** Begin Raw data **

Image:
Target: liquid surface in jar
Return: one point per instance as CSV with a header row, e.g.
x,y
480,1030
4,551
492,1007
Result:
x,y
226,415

** End Raw data **

What is needed: Rewrite the entries above, changing "jar" to "bottle" and leaving everything else the same.

Problem solution:
Image:
Target: liquid surface in bottle
Return: one point per instance as CSV with a header row, e.g.
x,y
480,1030
4,551
492,1007
Result:
x,y
226,415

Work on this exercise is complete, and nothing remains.